La salle était pleine à craquer. Avant le début du concert, Yannick Nézet-Séguin s’est adressé à l’auditoire pour nous expliquer la pertinence de monter cette pièce de musique sacrée en ce dimanche des Rameaux. Il nous a avoué n’avoir jamais eu la chance de chanter le Stabat Mater lorsque, plus jeune, il était choriste et qu’il en rêvait. Il s’est dit privilégié de pouvoir maintenant le diriger.
D’abord un changement dans la distribution : le ténor américain Garrett Sorenson est venu remplacer celui prévu initialement.
L’œuvre est dense, lourde, progressant très lentement vers un dernier mouvement plus éclaté. La musique exprime bien toute la douleur, la tristesse et les pleurs omniprésents dans le texte. Stabat Mater veut dire littéralement «Se tenant debout, Mère », faisant référence à la Vierge Marie accompagnant son fils vers la mort au pied de la croix.
D’abord, félicitations à l’orchestre et à son chef pour la qualité de l’interprétation. Les accents, souvent cuivrés, viennent admirablement ponctuer, de façon éphémère et marquante, de longues phrases mélodiques que se partagent l’orchestre et le chœur.
J’ai adoré le premier mouvement avec ses descentes chromatiques qui se chevauchent, se répètent et se transfèrent d’un groupe d’instruments à l’autre. L’entrée du chœur à l’unisson, pendant plusieurs mesures avant de se diviser, produit un effet assez saisissant.
La troisième section pour chœur est remplie de tendresse et d’émotions. Ça se déguste les yeux fermés.

------------------------------------------------------------------------

▶ _Travail à faire_: Prolongez le compte rendu du concert consacré au Stabat Mater à la suite de sa dernière phrase. Les lignes ne sont d'aucune utilité pour ce travail.

▶ _Segment de données_:
------------------------------------------------------------------------

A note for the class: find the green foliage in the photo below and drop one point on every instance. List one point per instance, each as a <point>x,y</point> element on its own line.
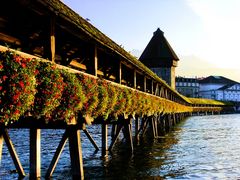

------------------------------------------------------------------------

▶ _Réponse au problème_:
La soprano, Layla Claire, a une superbe voix puissante, juste, précise dont elle se sert à merveille, en particulier dans les sections 8 et 10. C’est la soliste qui tire le mieux son épingle du jeu.
J’ai bien aimé aussi la mezzo-soprano, Karen Cargill, pour sa voix riche et chaude. Elle excelle autant dans son solo du neuvième mouvement que dans les quatuors alors que sa voix se mêle harmonieusement avec celles des autres solistes.
Le chœur est à son apogée dans le dernier mouvement où tous entrevoient la gloire du paradis. Le Amen final est interprété avec énergie et toute la fougue du renouveau qu’on peut imaginer. Les pupitres masculins se démarquent davantage par la justesse et la précision de leurs interventions.
Je fais maintenant partie des initiés qui ont déjà entendu et apprécié le Stabat Mater de Dvorak!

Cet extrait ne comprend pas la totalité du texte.